— EXCERPT TO READ —
┄┄┄┄┄┄
Chest radiograph, also known as chest X-ray (CXR), is among periodically performed radiological 
procedures that use little dose of ionizing radiation to capture images of the interior of human chest, lungs, 
and heart [7]. It is useful in diagnosing, monitoring, and treating diverse lung conditions such as cancer, 
pneumonia, and tuberculosis [8]. Radiological result has been a major means of diagnosing pneumonia but 
the major problem with the approach is the lack of uniformity in chest radiograph’s interpretation [9], [10] 
and hence a standard approach is required since there is no single reliable test that can identify the symptoms 
of pneumonia. Medical imaging means techniques and procedures used in creating images of human body 
parts such as radiography, Magnetic resonance imaging, ultrasound, and endoscopy [11]. Computers can be 
leveraged in the analyzing medical images to gain a better understanding and interpretation of medical 
images [12], by leveraging the hierarchical feature representation learned from data instead of the common 
hand-made features that are mostly designed based on domain-specific knowledge [13]. Deep learning 
incorporates feature engineering into the learning step in its learning analysis [14], and therefore requires 
only a dataset with little pre-processing where informative representations are discovered in a self-learning 
manner [15], [16]. One of the popular recent applications is AlphaGo and AlphaZero, developed by 
DeepMind [17]. Deep learning is also used in object detection to detect the position of an object in image. 
This application is useful to detect early symptoms of abnormality present in patients. Furthermore, it is used 
in image segmentation for finding anatomical structures that are present in an image. 

Deep learning has received significant attention due to its ability to process a huge number features 
when dealing with unstructured data as could be found in [18], [19]. It was implemented in [20], [21] for the 
detection and localization of abnormalities in chest radiographs with huge success. At the center of deep 
learning is artificial neural networks (ANNs) models manually extract features from raw data or features 
learned by other simple models. This enables systems to authomatically learn useful representation and 
features from raw data, without the tedious manual procedure. Its choice in medical image analysis is mostly 
triggered by convolutional neural networks (CNNs) [22]-[24], which is good at learning useful representation 
of image data, and other data structured. To sufficiently use CNNs, features has to be typically designed by 
hand, and can identify features that are relevant in a dataset without human interaction [25], [26] which make 
it practicable to utilize features learned directly from data [27], [28]. While ANN need much data to learn the 
patterns and associations in data, deep learning does not. The diagnosis of diseases of the chest using 
radiographs have aroused research interests and has been deployed for the diagnosis of lung nodule [29] and 
the classification of lung tuberculosis [30]. Using open datasets, many convolutional models are based on 
several abnormal features [31] which revealed that the same CNN does not replicate performance on every 
abnormal feature. Accuracy is improved when the comparison is made between deep learning techniques and 
rule based techniques. Dependency based on statistics between labels was implemented to get better and 
accurate predictions, resulting in better performance than other methods implemented on 13 images that were 
selected out of 14 classes [32]. Mining algorithms and labels prediction arose from radiographs including their 
report have been researched [33]-[35], the labels of the radiographs were all limited to radiographs that have 
disease labels which resulted in a lack of contextual facts. Radiography detection of diseases was studied 
in [36]-[38], and reported categorization based on image views from radiographs was reported in [39] while 
isolation of body parts from chest radiographs plus computed tomography was implemented in [40]. Inception 
v3 is a known model that can be leveraged to achieve very high accuracy in image recognition [41] as applied in 
Bar et al. [42] with encouraging results and used in this paper because it requires few computing resources.
┄┄┄┄┄┄
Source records
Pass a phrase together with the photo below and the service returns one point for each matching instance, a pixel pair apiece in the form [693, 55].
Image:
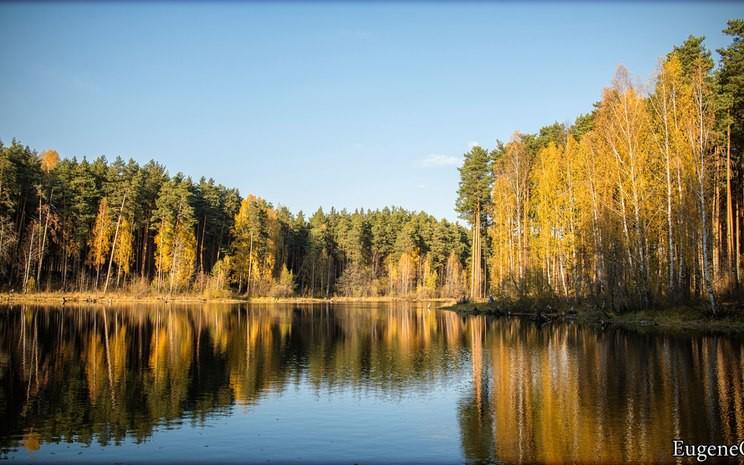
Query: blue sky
[350, 105]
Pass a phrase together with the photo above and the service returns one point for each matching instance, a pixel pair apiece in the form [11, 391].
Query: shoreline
[680, 319]
[116, 298]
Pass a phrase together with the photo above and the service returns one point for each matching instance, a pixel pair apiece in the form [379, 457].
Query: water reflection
[564, 393]
[553, 394]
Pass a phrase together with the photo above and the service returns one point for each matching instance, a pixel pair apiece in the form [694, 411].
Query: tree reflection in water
[556, 393]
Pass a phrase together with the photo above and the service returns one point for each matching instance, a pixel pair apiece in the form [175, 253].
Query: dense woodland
[638, 203]
[77, 225]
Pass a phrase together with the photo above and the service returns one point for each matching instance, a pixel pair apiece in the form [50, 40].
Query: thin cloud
[435, 160]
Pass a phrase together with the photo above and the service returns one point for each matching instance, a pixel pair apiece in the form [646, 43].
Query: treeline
[77, 225]
[639, 202]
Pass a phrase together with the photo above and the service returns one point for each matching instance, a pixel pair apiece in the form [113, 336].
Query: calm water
[352, 384]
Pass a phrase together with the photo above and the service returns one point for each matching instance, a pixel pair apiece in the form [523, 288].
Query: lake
[352, 383]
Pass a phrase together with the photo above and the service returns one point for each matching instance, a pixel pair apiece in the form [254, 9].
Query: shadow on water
[520, 393]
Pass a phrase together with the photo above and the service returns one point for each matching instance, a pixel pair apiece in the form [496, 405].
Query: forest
[76, 225]
[636, 204]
┄┄┄┄┄┄
— TASK INSTRUCTIONS —
a – Answer these questions using the excerpt on chest radiographs and deep learning.
(i) Which lung conditions does it name as ones chest X-ray helps diagnose, monitor, and treat?
(ii) Which organization developed AlphaGo and AlphaZero?
(iii) What reason does it give for using Inception v3 in this paper?
b – List every medical imaging technique that the excerpt on chest radiographs and deep learning names as an example.

— EXPECTED RESULTS —
a –
(i) Cancer, pneumonia, and tuberculosis.
(ii) DeepMind.
(iii) It requires few computing resources.

b –
- Radiography
- Magnetic resonance imaging
- Ultrasound
- Endoscopy